# start of Supplied material

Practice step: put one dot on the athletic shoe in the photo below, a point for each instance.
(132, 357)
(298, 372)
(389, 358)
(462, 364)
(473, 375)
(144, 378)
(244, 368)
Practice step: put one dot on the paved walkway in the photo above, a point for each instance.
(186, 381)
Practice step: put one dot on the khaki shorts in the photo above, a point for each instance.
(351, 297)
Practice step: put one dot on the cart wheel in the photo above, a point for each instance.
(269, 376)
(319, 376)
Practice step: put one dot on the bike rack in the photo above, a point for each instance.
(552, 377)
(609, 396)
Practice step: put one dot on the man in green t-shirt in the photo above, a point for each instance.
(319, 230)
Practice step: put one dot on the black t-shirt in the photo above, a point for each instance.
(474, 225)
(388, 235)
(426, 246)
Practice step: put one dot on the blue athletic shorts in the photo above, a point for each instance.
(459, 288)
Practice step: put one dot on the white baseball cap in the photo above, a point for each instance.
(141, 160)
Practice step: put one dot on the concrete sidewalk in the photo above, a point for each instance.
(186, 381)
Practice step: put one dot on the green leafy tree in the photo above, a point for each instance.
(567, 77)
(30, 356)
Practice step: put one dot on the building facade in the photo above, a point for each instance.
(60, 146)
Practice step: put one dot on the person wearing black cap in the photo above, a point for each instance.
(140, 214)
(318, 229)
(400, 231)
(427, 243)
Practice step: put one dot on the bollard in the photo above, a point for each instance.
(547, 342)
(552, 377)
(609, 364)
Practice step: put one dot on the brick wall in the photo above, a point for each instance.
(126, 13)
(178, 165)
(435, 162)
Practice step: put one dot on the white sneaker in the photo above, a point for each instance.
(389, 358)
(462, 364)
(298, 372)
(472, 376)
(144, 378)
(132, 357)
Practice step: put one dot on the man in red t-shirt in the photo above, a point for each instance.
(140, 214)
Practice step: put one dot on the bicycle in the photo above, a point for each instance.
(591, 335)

# end of Supplied material

Copy every item above line for line, changing nothing.

Practice step: put one dot on the athletic shoe in the photo below, a point for each instance.
(132, 357)
(298, 372)
(389, 358)
(462, 364)
(473, 375)
(144, 378)
(244, 368)
Practice step: put one dot on the paved walkway in the photo above, a point for each instance.
(186, 381)
Practice step: put one dot on the khaki shorts in the photo above, a point for each instance.
(351, 297)
Practice step: put one dot on the cart wheel in the photo above, a point for each instance.
(269, 376)
(319, 376)
Practice step: put one dot on the bike rack in the photo above, a point for each instance.
(552, 377)
(609, 396)
Practice step: put one dot on the man in green t-shirt in the photo above, a point for each instance.
(319, 230)
Practice step: put one dot on the black t-shirt in the photo above, a point for each instance.
(474, 225)
(388, 235)
(426, 246)
Practice step: put one dot on the blue athletic shorts in the photo above, a point for each instance.
(459, 288)
Practice step: put one dot on the white baseball cap in the photo above, a point for each instance.
(141, 160)
Practice step: put one dot on the concrete sidewalk in the photo above, a point for each instance.
(186, 381)
Practice step: put one dot on the green leafy tree in the photo above, a point for each instance.
(567, 77)
(30, 356)
Practice step: put one dot on the building facade in the photo above, a point for each instance.
(60, 146)
Practice step: put one dot on the person wearing black cap in the photo above, a point for each instance.
(140, 214)
(318, 229)
(400, 231)
(427, 243)
Practice step: put one dot on the bollard in the photo above, a point for each instance.
(547, 342)
(552, 377)
(609, 364)
Practice step: put one dot on the brick wall in the photo above, a point for each instance.
(126, 13)
(178, 165)
(435, 162)
Practice step: put one dot on the white sneaker in the photo above, a point for each instance.
(389, 358)
(462, 364)
(298, 372)
(472, 376)
(144, 378)
(132, 357)
Practice step: put one dot on the man in red t-shirt in the photo above, a point for each instance.
(140, 214)
Practice step: put one dot on the bicycle in the photo above, a point for each instance.
(591, 335)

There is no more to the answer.